> **PROBLEM DETAILS**
The entries are to be duplicated exactly, though any picture in them must be omitted.

--- DATA PROVIDED ---

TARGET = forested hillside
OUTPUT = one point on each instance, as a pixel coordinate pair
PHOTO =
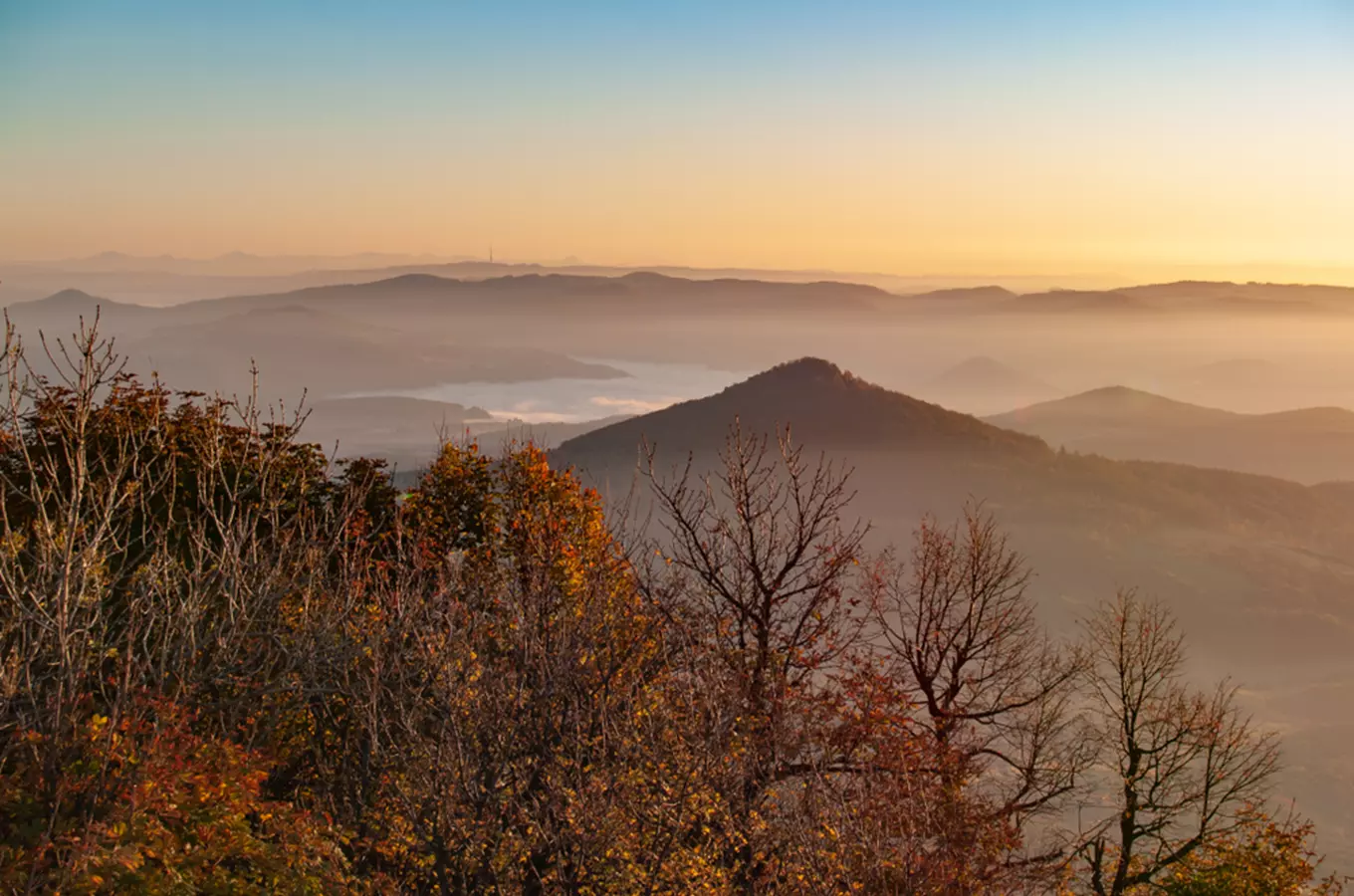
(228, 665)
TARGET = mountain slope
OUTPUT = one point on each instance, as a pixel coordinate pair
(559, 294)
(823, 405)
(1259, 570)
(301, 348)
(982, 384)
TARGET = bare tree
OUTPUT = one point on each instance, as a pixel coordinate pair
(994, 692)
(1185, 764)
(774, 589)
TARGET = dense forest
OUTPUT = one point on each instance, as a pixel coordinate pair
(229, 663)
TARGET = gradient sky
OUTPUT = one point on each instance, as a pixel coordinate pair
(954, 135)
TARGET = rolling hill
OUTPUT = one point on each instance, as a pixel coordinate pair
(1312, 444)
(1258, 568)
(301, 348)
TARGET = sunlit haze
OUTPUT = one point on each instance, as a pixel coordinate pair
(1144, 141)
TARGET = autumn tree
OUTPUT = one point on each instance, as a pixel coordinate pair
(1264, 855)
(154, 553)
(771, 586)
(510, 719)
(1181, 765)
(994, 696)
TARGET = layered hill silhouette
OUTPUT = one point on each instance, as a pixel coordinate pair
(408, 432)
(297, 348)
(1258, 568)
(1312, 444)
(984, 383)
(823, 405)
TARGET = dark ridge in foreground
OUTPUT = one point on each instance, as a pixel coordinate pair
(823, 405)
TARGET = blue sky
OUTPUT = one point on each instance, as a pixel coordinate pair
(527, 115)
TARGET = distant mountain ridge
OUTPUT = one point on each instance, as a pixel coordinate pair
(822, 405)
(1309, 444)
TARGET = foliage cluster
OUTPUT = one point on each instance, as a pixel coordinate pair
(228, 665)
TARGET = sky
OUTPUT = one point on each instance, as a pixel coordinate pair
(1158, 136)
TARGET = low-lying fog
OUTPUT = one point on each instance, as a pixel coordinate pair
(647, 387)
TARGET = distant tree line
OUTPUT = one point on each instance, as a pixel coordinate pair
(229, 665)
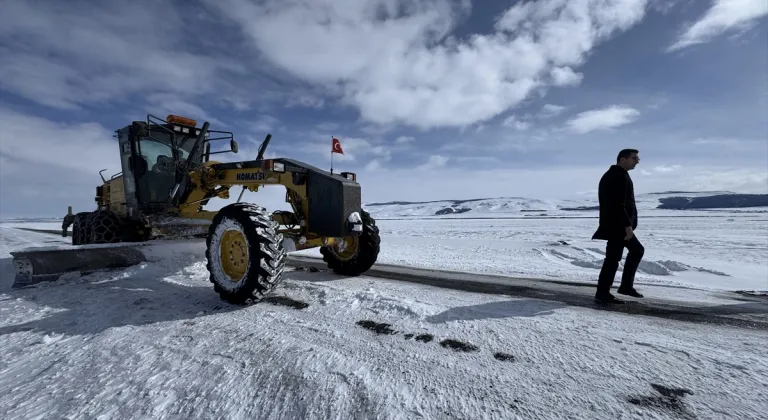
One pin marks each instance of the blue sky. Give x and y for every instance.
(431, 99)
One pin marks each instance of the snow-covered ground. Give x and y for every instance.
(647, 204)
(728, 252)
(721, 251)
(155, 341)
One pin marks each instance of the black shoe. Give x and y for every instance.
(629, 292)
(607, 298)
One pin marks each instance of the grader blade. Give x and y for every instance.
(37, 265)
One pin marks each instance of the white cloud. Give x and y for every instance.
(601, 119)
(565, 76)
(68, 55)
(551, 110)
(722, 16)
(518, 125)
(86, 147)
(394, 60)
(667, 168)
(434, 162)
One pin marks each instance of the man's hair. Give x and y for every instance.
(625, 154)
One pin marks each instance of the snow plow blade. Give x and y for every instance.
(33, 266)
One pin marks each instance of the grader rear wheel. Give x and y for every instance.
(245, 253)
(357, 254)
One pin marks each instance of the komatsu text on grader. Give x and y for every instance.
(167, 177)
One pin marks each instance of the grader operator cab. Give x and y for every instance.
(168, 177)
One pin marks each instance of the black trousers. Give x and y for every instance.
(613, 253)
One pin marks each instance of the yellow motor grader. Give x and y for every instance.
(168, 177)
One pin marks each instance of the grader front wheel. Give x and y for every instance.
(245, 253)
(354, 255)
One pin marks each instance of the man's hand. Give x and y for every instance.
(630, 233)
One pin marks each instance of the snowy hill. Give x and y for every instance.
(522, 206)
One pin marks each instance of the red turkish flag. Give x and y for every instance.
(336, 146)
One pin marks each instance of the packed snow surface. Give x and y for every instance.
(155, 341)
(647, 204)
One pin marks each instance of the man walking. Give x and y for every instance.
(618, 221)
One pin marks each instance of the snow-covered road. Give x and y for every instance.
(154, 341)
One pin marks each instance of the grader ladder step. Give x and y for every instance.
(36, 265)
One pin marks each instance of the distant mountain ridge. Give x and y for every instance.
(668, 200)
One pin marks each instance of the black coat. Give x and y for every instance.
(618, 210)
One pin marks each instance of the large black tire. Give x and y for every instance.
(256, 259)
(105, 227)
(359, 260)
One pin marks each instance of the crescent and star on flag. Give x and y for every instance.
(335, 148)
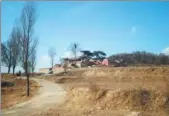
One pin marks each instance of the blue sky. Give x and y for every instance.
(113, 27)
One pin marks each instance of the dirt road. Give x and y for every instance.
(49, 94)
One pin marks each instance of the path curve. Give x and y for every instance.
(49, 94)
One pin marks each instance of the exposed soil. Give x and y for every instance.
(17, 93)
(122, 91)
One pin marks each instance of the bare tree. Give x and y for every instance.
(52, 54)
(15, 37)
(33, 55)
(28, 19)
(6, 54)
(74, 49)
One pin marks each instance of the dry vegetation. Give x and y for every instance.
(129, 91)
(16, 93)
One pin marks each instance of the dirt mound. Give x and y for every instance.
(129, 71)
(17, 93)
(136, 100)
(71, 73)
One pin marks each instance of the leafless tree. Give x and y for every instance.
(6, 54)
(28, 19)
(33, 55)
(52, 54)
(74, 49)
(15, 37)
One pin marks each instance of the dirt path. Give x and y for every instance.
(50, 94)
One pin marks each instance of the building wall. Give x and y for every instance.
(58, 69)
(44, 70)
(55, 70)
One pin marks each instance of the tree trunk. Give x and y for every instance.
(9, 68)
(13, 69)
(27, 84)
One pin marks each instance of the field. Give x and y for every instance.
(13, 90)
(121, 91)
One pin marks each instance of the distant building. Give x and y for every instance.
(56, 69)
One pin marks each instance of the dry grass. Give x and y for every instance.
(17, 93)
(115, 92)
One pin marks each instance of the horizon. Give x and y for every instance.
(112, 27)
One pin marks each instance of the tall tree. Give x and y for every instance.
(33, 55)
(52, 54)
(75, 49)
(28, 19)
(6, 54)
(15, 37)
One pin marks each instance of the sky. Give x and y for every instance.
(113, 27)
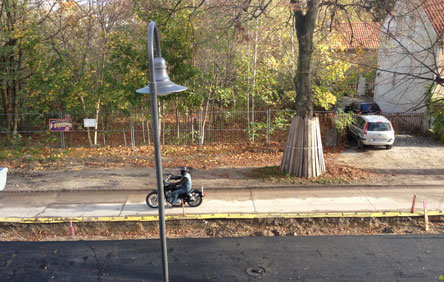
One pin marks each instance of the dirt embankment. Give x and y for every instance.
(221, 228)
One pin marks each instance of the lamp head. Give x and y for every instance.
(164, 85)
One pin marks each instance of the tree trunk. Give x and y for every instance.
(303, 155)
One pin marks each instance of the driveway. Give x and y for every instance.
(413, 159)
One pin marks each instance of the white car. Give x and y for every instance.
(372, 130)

---

> **SOLVED EXERCISE**
TARGET = forested hillside
OUTPUT = one point on each instance, as a pixel coordinate pair
PHOTO =
(228, 665)
TARGET = mountain slope
OUTPUT = one point on each instance, as a pixel coordinate pair
(559, 294)
(823, 405)
(1259, 570)
(301, 348)
(982, 384)
TARGET = bare tree
OUTPUT = one point on each instance, as a pixel coordinate pair
(994, 692)
(1185, 764)
(774, 589)
TARGET = dense forest
OUTPUT = one point on each instance, as a pixel coordinate pair
(229, 663)
TARGET = gradient sky
OUTPUT = one point on each instance, as a pixel coordinate pair
(954, 135)
TARGET = rolling hill
OUTPUT = one point on each instance, as a pixel coordinate pair
(1312, 444)
(1258, 568)
(301, 348)
TARGET = sunlit haze
OUTPUT = one point on each instance, as a pixel coordinate pair
(1144, 141)
TARGET = autumn tree
OUTPUT = one point on each instance, as a pixel coordinate pair
(1264, 855)
(154, 553)
(771, 586)
(510, 719)
(1181, 765)
(994, 696)
TARGET = layered hill silhouette
OUTPUT = one point on each instance, as a pixel coordinate pair
(408, 432)
(297, 348)
(1258, 568)
(1312, 444)
(984, 383)
(823, 405)
TARGET = dark ridge in foreground
OUTPUT = one point on each instance, as a pixel coordinate pair
(823, 405)
TARGET = blue sky
OUTPUT = one point on each instance, as a pixel coordinate pair
(527, 115)
TARGET = distant mountain ridge
OUTPUT = one point on each instance, as a pixel coordinate pair
(822, 405)
(1309, 444)
TARGET = foliage cluster
OUTPUT = one point on each instance, as a pixel coordinate pair
(228, 665)
TARGET = sky
OUTPUT = one point on each instance, as a pixel coordinate pair
(1158, 136)
TARGET = low-lying fog
OUTPUT = one point on each instance, as a pixel coordinate pair
(647, 387)
TARGET = distant tree line
OUTPUT = one point on each instance, as a pixel coordinate pair
(229, 665)
One pin marks each instance of the blue sky. Give x and y for every instance.
(431, 99)
One pin marks each instance of the snow-covered ground. Give x and y for every instance.
(647, 204)
(728, 252)
(721, 251)
(155, 341)
One pin marks each instance of the black shoe. Give x and y for every instance.
(629, 292)
(607, 298)
One pin marks each instance of the grader blade. Give x and y for every instance.
(37, 265)
One pin marks each instance of the white cloud. Give x and y for every instance.
(601, 119)
(565, 76)
(68, 55)
(551, 110)
(722, 16)
(518, 125)
(86, 147)
(394, 60)
(667, 168)
(434, 162)
One pin marks each instance of the man's hair. Give x and y for every instance.
(625, 154)
One pin marks each instance of the snow plow blade. Give x and y for every instance.
(33, 266)
One pin marks each instance of the grader rear wheel. Give x and y for every instance.
(245, 253)
(357, 254)
One pin marks each instance of the komatsu text on grader. Give x and y for every instance.
(167, 177)
One pin marks each instance of the grader operator cab. Give x and y for every instance.
(168, 177)
One pin marks each instance of the black trousers. Give x and y for every instance.
(613, 253)
One pin marks each instance of the yellow motor grader. Give x and y for every instance.
(168, 177)
One pin marks each instance of the grader front wheel. Give x and y for every instance.
(245, 253)
(354, 255)
One pin marks each instance of the man's hand. Give x and y for every instance.
(630, 233)
One pin marks each instance of the snowy hill. Give x and y for every instance.
(522, 206)
One pin marks each instance of the red turkish flag. Give x and y for every instance.
(336, 146)
One pin marks each instance of the packed snow surface. Give x and y for every instance.
(155, 341)
(647, 204)
One pin marks each instance of the man walking. Give x and y for every instance.
(618, 221)
One pin marks each instance of the snow-covered road. Give x and y for every instance.
(154, 341)
One pin marks each instance of the grader ladder step. Give x and y for every instance.
(36, 265)
One pin marks each instance of the distant mountain ridge. Give x and y for every instance.
(668, 200)
One pin marks each instance of the black coat. Give x and y for every instance.
(618, 210)
One pin marks each instance of the large black tire. Give x and y for every instance.
(256, 259)
(105, 227)
(359, 260)
One pin marks each instance of the crescent and star on flag. Give x and y for every instance.
(335, 148)
One pin marks each instance of the blue sky. Give x and y for every instance.
(113, 27)
One pin marks each instance of the dirt road. Give x and y for every instance.
(49, 94)
One pin marks each instance of the path curve. Give x and y for every instance.
(49, 94)
One pin marks each instance of the exposed soil. Give x and y for every instance.
(17, 93)
(122, 91)
One pin marks each instance of the bare tree. Give x and y for every instance.
(52, 54)
(15, 37)
(33, 55)
(28, 19)
(6, 54)
(74, 49)
One pin marks each instance of the dry vegetation. Give x and y for every instance.
(129, 91)
(16, 93)
One pin marks each instance of the dirt mound. Give x and y for every instance.
(129, 71)
(17, 93)
(136, 100)
(71, 73)
One pin marks each instance of the leafless tree. Give x and y for every instance.
(6, 54)
(28, 19)
(33, 55)
(52, 54)
(74, 49)
(15, 37)
One pin marks each instance of the dirt path. Give x and y for every instance.
(50, 94)
One pin marks each instance of the building wall. Give x and y for every instance.
(58, 69)
(44, 70)
(55, 70)
One pin marks each instance of the tree trunk. Give x and y for every instance.
(9, 68)
(13, 69)
(27, 84)
One pin marks each instance of the field. Give x and y for every instance.
(13, 90)
(121, 91)
One pin marks each instance of the distant building. Give x and y for every instance.
(56, 69)
One pin marks each instance of the dry grass. Give x and y for every instance.
(17, 93)
(115, 92)
One pin marks each instance of the horizon. Give x and y for every instance.
(112, 27)
One pin marks each instance of the tall tree. Give x and y for every instance.
(33, 55)
(52, 54)
(75, 49)
(28, 19)
(6, 54)
(15, 37)
One pin marks each instance of the sky. Give x and y for every instance.
(113, 27)
One pin marks each instance of the dirt embankment. Give x and y for every instance.
(221, 228)
One pin marks each instance of the lamp head. Give x and y for every instance.
(164, 85)
One pin marks each instance of the tree trunk. Give x and y for every instance.
(303, 155)
One pin marks each instance of the driveway. Give x and y for every instance.
(413, 159)
One pin marks each instance of the white car. Give x and y for every instance.
(372, 130)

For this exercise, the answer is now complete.